'''

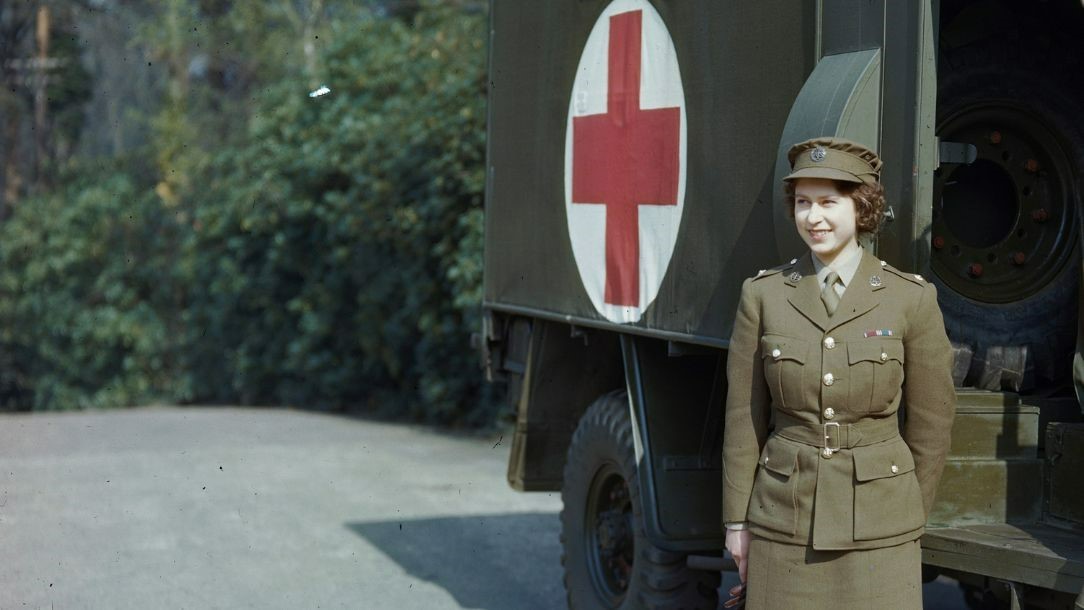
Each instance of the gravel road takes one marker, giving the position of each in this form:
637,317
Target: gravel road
167,507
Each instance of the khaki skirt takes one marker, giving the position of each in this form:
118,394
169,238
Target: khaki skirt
787,575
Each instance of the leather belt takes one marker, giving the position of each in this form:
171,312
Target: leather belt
831,437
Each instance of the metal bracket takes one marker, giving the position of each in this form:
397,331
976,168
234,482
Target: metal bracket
956,153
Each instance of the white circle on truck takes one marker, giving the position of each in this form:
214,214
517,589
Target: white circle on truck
626,159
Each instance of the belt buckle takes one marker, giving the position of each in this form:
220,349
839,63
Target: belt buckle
828,450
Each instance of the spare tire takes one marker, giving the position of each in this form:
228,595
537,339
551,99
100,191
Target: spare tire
1005,234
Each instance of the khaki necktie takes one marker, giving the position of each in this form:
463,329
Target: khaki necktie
828,294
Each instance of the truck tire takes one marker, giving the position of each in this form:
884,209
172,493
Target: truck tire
1006,228
607,558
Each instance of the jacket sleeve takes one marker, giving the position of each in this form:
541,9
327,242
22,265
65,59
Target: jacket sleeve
748,406
929,398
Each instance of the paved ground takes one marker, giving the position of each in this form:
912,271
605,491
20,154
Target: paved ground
268,508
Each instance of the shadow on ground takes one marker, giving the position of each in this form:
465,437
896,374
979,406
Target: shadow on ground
492,561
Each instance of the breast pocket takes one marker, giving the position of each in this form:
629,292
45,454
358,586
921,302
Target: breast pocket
774,500
784,368
876,373
888,501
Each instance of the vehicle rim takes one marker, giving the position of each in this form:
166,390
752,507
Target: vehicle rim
609,535
1004,226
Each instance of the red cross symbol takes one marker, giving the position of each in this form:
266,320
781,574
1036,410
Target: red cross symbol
626,158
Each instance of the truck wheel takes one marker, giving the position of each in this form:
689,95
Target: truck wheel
1005,234
607,558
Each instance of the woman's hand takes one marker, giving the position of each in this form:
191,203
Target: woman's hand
737,543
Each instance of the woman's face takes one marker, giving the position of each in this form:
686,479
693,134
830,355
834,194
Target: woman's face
825,218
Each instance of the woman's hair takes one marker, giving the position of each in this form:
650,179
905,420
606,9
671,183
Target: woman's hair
868,203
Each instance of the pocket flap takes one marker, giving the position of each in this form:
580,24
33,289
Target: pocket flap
880,461
777,347
875,350
779,456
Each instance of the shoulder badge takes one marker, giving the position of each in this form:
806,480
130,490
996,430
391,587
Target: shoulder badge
775,270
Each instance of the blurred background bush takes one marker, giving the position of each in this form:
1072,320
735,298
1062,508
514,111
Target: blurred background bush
182,222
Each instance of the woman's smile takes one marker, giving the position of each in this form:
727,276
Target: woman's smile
825,219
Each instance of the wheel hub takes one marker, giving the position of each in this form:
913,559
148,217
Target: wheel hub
1004,225
610,542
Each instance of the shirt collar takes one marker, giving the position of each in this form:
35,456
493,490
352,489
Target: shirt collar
846,269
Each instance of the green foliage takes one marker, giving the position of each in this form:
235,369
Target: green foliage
342,248
326,254
85,284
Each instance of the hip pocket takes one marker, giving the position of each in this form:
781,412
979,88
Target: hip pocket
774,500
888,501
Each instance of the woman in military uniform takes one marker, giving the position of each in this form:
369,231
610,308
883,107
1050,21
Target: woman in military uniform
826,488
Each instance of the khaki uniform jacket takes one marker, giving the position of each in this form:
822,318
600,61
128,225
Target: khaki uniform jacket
795,374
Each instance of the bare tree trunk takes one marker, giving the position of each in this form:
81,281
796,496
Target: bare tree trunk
40,101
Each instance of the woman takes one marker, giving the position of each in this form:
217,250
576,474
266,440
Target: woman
826,489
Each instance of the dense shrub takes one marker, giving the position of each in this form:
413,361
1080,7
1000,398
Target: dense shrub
328,258
87,297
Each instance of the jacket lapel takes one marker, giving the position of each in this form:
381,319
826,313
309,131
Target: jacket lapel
860,296
804,293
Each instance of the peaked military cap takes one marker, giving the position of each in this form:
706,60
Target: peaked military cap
834,158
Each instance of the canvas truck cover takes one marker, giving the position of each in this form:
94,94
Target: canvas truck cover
634,147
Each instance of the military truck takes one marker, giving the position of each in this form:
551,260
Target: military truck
634,165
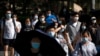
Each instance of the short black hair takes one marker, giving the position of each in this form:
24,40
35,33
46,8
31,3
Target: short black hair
73,13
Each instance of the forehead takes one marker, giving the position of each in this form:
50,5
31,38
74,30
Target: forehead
8,11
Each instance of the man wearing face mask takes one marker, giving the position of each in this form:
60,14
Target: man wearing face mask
85,47
41,24
50,18
8,33
73,26
95,30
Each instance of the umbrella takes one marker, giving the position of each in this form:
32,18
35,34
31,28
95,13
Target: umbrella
49,45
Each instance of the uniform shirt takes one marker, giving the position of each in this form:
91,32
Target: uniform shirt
87,50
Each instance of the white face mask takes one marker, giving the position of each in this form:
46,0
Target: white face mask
83,27
51,33
94,21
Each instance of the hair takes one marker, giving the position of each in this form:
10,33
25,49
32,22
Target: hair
86,31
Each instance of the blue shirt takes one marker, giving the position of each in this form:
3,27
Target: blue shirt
49,19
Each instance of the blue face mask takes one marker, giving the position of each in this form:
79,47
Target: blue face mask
35,45
84,40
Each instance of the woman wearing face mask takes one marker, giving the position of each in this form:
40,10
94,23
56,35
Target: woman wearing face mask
64,40
94,29
85,47
35,46
41,24
52,31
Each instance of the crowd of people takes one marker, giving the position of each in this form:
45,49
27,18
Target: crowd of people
76,37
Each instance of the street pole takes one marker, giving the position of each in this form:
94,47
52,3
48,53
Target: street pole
93,4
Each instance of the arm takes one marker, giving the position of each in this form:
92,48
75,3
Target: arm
66,36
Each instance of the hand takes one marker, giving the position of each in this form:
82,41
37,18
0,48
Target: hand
62,26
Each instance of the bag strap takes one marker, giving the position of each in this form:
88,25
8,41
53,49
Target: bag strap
80,45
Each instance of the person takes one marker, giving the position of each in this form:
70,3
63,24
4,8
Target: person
9,31
34,20
85,47
17,23
28,25
73,27
52,31
35,46
64,40
38,45
41,24
50,18
94,29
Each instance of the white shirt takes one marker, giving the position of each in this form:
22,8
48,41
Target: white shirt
9,30
87,50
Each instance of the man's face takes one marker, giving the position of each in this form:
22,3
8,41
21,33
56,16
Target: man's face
75,18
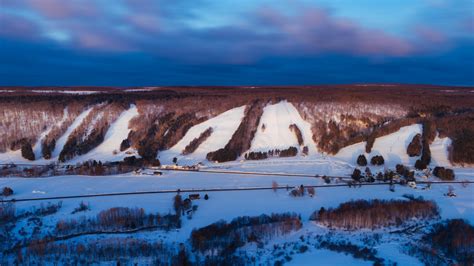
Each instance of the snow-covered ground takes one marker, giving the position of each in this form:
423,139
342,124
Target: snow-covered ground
393,147
223,126
231,204
109,149
274,129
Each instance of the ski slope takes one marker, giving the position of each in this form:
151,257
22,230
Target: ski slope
63,139
439,151
274,129
223,126
393,147
109,149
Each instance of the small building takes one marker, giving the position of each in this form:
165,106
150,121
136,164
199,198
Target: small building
194,196
187,204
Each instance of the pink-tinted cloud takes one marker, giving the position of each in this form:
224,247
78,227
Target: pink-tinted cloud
147,23
430,35
317,31
17,26
62,9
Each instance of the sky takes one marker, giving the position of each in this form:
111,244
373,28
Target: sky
228,42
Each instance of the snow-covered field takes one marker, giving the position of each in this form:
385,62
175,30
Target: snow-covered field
232,204
227,205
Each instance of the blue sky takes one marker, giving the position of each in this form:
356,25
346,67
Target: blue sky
203,42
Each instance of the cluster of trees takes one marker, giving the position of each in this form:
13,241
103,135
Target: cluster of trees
115,250
415,147
194,144
92,130
242,137
361,160
225,238
118,218
72,110
295,129
444,173
92,167
26,120
301,191
258,155
376,213
405,172
455,238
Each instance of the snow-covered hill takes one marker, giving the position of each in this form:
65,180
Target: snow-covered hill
280,127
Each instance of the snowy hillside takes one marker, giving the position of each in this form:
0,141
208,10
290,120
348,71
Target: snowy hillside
223,126
392,147
274,130
109,149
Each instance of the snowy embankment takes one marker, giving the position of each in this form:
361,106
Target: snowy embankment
37,148
63,139
439,151
109,149
393,148
274,129
15,156
223,127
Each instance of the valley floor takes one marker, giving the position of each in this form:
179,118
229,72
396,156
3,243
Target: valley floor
228,205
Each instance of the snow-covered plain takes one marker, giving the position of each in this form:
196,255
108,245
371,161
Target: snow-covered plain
392,147
223,126
109,149
229,205
274,129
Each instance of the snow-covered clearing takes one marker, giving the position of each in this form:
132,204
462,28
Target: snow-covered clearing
439,151
63,139
231,204
109,149
393,147
223,126
274,129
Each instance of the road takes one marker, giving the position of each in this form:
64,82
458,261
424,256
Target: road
174,191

'''

» Work to be completed: Reproduce only the part of the lines that opens with the line containing "Each instance of the sky" and runs through the last line, substituting "snow-laden" for every occurrence of "snow-covered" and leaving all else unchanged.

» Completed task:
Each instance of the sky takes one marker, giving the position of each in this form:
111,244
373,28
Target: sky
228,42
Each instance of the snow-laden field takes one marker, giving the position of each in this form:
385,62
175,30
Target: snow-laden field
232,204
227,205
Each instance of the blue sky takes one marker, giving the position of each in this form:
356,25
346,67
Target: blue sky
203,42
Each instance of the cluster of trees takes one marker, giving the position of each in this form:
13,241
103,135
Target: cluster of trees
115,250
415,147
194,144
92,130
242,137
361,160
225,238
118,218
72,110
295,129
444,173
92,167
26,120
301,191
258,155
376,213
405,172
455,238
Each instance of the snow-laden hill takes one marker, giving the position of each in this form:
65,180
Target: snow-laden hill
280,127
Each instance of the snowy hillside takes one marker, giving the position of each in this form:
0,141
208,10
290,120
348,71
Target: snowy hillside
223,126
392,147
274,130
109,149
Each instance of the snowy embankment takes one marker, giving the position of each in this form:
361,106
Target: snowy embankment
37,148
63,139
439,151
109,149
393,148
274,129
15,156
223,127
Each instance of the valley floor takes one marker, giving the position of each in this form:
179,118
229,72
396,156
3,243
Target: valley floor
228,205
Each instance of the snow-laden plain takes one marker, giving the position of each in this form:
196,255
108,245
371,161
Target: snow-laden plain
392,147
223,126
109,149
229,205
274,129
Each instance of the snow-laden clearing takes one marker, giving the position of each in this form:
132,204
462,28
Target: snow-laden clearing
439,151
63,139
231,204
109,149
393,147
223,126
274,129
Each instance of the road takes one marker, giving the position of each in this form:
64,82
458,261
424,256
Target: road
174,191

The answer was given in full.